• [Extract provided]
↓

Performance fee revenues associated with retail funds will fluctuate from period to period and may not correlate with general market changes, since most of the fees are driven by relative performance to the respective benchmark rather than by absolute performance. Performance fee revenues, including carried interests and performance fees related to partnership investments and separate accounts, are generated on certain management contracts when performance hurdles are achieved. Such fee revenues are recorded in operating revenues when the contractual performance criteria have been met and when it is probable that a significant reversal of revenue recognized will not occur in future reporting periods. Cash receipt of performance fees generally occurs after the performance fee revenue is earned; however, the company may receive, from time-to-time, cash distributions of carried interest before any revenue is earned. Such distributions are reflected as deferred carried interest liabilities within accounts payable and accrued expenses on the Condensed Consolidated Balance Sheets. Given the uniqueness of each fee arrangement, performance fee contracts are evaluated on an individual basis to determine the timing of revenue recognition. Performance fees typically arise from investment management activities that were initially undertaken in prior reporting periods.
Other revenues include fees derived primarily from transaction commissions earned upon the sale of new investments into certain of our funds and fees earned upon the completion of transactions in our real estate and private equity asset groups. Real estate transaction fees are derived from commissions earned through the buying and selling of properties. Private equity transaction fees include commissions associated with the restructuring of, and fees from providing advice to, portfolio companies held by the funds. These transaction fees are recorded in the Condensed Consolidated Statements of Income on the date when Invesco’s services are complete which typically coincides with when the transactions are legally complete.

↑

• [Request 1]
Reproduce the part of the revenue recognition passage between "Other revenues include" and "are legally complete.", inclusive.
The revenue recognition passage and the listing that comes after it have separate, unrelated origins.

• [Given entries]

↓

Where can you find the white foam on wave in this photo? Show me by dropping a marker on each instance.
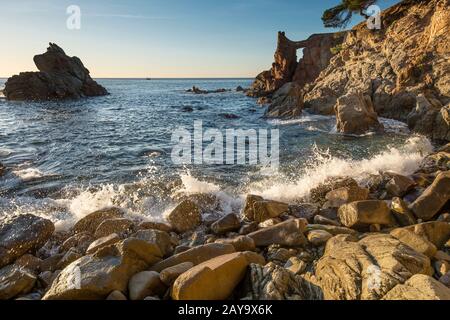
(402, 160)
(29, 174)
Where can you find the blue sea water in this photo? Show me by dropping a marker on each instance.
(66, 159)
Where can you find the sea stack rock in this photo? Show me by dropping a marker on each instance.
(59, 77)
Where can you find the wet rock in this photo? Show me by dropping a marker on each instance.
(415, 241)
(214, 279)
(419, 287)
(295, 265)
(259, 210)
(436, 232)
(323, 220)
(71, 256)
(304, 210)
(433, 198)
(399, 185)
(22, 234)
(169, 275)
(102, 243)
(362, 214)
(345, 195)
(91, 222)
(319, 237)
(144, 284)
(146, 225)
(288, 233)
(30, 262)
(331, 229)
(195, 255)
(160, 238)
(368, 269)
(272, 282)
(241, 243)
(355, 114)
(96, 276)
(229, 223)
(81, 241)
(116, 296)
(15, 281)
(401, 213)
(186, 216)
(119, 226)
(59, 77)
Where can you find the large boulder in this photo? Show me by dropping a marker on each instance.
(186, 216)
(21, 234)
(287, 102)
(288, 233)
(360, 214)
(15, 281)
(368, 269)
(195, 255)
(433, 198)
(59, 77)
(214, 279)
(419, 287)
(94, 277)
(355, 114)
(92, 221)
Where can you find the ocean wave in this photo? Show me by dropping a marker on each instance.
(402, 160)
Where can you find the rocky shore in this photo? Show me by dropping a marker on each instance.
(399, 72)
(60, 77)
(387, 239)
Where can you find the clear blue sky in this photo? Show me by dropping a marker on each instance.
(158, 38)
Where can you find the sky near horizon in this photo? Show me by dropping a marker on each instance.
(158, 38)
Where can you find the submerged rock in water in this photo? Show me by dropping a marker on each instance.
(59, 77)
(21, 234)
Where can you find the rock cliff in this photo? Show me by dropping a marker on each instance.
(59, 77)
(403, 67)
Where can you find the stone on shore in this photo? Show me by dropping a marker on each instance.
(195, 255)
(144, 284)
(437, 232)
(169, 275)
(214, 279)
(240, 243)
(433, 198)
(120, 226)
(59, 77)
(419, 287)
(160, 238)
(362, 214)
(418, 243)
(22, 234)
(368, 269)
(185, 217)
(226, 224)
(345, 195)
(92, 221)
(272, 282)
(355, 114)
(15, 281)
(102, 243)
(288, 233)
(94, 277)
(259, 210)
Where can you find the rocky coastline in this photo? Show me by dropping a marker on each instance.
(401, 70)
(388, 239)
(60, 77)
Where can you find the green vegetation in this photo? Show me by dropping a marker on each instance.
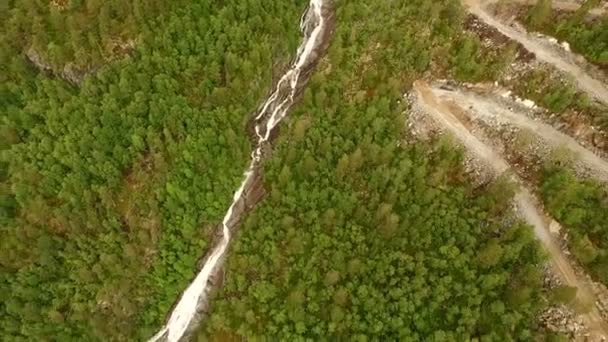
(79, 34)
(589, 38)
(362, 237)
(110, 192)
(471, 62)
(581, 207)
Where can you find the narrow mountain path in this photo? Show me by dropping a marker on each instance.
(569, 5)
(587, 83)
(491, 111)
(528, 206)
(316, 26)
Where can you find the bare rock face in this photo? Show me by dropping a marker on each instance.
(69, 73)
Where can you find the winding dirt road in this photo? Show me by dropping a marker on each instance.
(491, 111)
(442, 112)
(587, 83)
(568, 5)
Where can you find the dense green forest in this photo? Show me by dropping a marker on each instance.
(112, 187)
(364, 237)
(582, 207)
(111, 191)
(78, 36)
(587, 37)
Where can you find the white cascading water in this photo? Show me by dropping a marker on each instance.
(276, 105)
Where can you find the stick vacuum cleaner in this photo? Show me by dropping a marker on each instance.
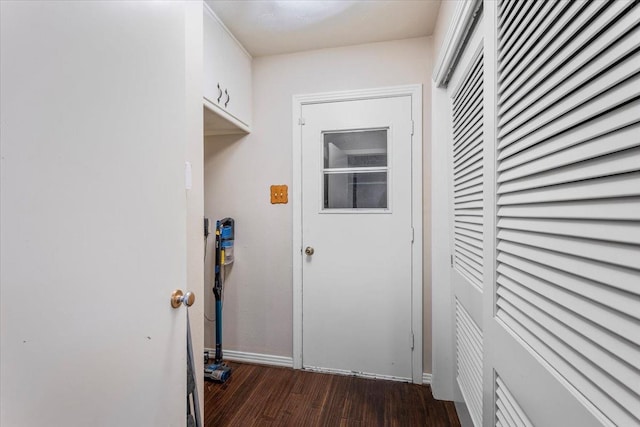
(218, 371)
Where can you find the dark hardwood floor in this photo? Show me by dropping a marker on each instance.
(270, 396)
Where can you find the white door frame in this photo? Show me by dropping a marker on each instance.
(415, 92)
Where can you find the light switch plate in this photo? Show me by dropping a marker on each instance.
(279, 194)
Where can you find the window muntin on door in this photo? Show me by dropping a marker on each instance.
(355, 173)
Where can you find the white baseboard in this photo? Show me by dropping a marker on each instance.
(257, 358)
(287, 362)
(426, 379)
(356, 374)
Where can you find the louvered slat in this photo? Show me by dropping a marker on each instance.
(568, 198)
(467, 112)
(469, 361)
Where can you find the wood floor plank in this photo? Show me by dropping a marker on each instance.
(272, 396)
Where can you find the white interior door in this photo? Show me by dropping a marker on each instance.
(356, 221)
(467, 219)
(562, 325)
(93, 213)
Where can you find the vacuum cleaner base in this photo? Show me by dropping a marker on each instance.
(218, 372)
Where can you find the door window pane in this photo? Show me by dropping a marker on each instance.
(355, 190)
(355, 171)
(355, 149)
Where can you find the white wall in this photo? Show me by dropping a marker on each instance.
(239, 171)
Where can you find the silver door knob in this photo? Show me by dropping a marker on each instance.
(178, 298)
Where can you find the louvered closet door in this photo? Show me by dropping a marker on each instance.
(567, 297)
(467, 124)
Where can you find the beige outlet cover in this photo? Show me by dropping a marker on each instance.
(279, 194)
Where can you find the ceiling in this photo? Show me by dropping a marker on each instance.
(270, 27)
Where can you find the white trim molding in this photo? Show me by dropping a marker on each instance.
(426, 379)
(464, 17)
(257, 358)
(347, 373)
(415, 92)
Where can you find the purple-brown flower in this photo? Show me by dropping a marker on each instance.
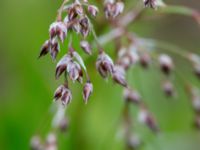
(64, 94)
(74, 71)
(119, 75)
(93, 10)
(145, 60)
(45, 48)
(55, 48)
(86, 47)
(58, 29)
(146, 118)
(62, 65)
(87, 91)
(84, 26)
(150, 3)
(166, 63)
(131, 96)
(104, 65)
(168, 88)
(112, 10)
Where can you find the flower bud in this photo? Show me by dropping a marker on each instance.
(55, 48)
(146, 118)
(84, 24)
(119, 75)
(131, 96)
(64, 124)
(66, 96)
(168, 88)
(145, 60)
(63, 94)
(51, 142)
(58, 29)
(62, 65)
(166, 63)
(93, 10)
(119, 8)
(36, 143)
(74, 70)
(86, 47)
(133, 142)
(112, 10)
(150, 3)
(197, 70)
(104, 65)
(45, 48)
(197, 122)
(87, 91)
(58, 92)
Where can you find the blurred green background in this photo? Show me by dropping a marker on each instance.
(27, 85)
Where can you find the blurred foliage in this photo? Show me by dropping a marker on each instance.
(27, 85)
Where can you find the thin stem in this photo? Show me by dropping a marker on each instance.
(59, 16)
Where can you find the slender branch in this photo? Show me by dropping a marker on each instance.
(59, 16)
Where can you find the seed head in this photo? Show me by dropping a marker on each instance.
(104, 65)
(166, 63)
(87, 91)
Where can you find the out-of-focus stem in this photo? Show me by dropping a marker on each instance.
(59, 16)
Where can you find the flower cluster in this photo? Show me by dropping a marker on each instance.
(130, 51)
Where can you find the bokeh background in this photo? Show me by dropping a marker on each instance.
(27, 84)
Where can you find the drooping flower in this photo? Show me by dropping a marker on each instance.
(87, 91)
(104, 65)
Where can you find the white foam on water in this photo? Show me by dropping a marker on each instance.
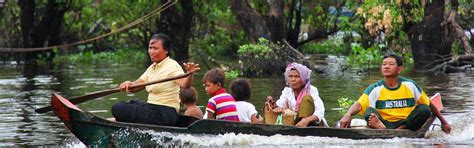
(462, 129)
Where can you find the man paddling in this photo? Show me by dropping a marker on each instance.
(395, 102)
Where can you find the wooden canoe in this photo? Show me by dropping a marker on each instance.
(93, 130)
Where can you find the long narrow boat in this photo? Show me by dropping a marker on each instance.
(93, 130)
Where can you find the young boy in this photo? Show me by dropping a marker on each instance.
(189, 98)
(221, 105)
(241, 91)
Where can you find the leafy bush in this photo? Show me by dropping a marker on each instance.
(264, 58)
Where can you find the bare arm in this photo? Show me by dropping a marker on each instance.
(306, 120)
(346, 119)
(125, 86)
(444, 124)
(187, 82)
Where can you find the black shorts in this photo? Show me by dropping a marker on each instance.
(137, 111)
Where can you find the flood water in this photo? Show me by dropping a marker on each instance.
(25, 88)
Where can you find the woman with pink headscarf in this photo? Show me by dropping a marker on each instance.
(300, 96)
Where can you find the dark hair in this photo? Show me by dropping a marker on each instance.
(188, 96)
(165, 40)
(215, 76)
(396, 57)
(240, 89)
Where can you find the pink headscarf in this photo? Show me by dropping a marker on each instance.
(305, 75)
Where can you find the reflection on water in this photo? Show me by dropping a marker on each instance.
(23, 89)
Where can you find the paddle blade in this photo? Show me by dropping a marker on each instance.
(436, 101)
(81, 99)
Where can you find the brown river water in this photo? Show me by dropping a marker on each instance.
(25, 88)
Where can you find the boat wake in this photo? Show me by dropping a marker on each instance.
(461, 134)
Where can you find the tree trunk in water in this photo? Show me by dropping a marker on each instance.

↑

• [Request 2]
Pull out each line of the listing that contains the word "shore".

• [Task answer 1]
Other revenues include fees derived primarily from transaction commissions earned upon the sale of new investments into certain of our funds and fees earned upon the completion of transactions in our real estate and private equity asset groups. Real estate transaction fees are derived from commissions earned through the buying and selling of properties. Private equity transaction fees include commissions associated with the restructuring of, and fees from providing advice to, portfolio companies held by the funds. These transaction fees are recorded in the Condensed Consolidated Statements of Income on the date when Invesco’s services are complete which typically coincides with when the transactions are legally complete.

• [Task answer 2]
Where can you find the rocky shore in this photo? Show me by dropping a marker on each instance.
Where can you find the stone on shore in this photo? Show me by dropping a marker on each instance.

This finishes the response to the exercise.